TASK DETAILS:
Render each line of the entries below as a string in a JSON list, one string per line, omitting blank lines and leaving out the pictures.

SUPPLIED RECORDS:
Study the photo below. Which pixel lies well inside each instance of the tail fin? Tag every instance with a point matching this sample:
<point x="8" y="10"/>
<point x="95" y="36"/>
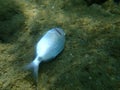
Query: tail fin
<point x="34" y="66"/>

EXERCISE ANSWER:
[
  "Study the photo below. Which pixel lies well inside each instance of the tail fin? Tag every instance with a point matching this sample:",
  "<point x=\"8\" y=\"10\"/>",
  "<point x=\"95\" y=\"36\"/>",
  "Query: tail fin",
  "<point x=\"34\" y=\"66\"/>"
]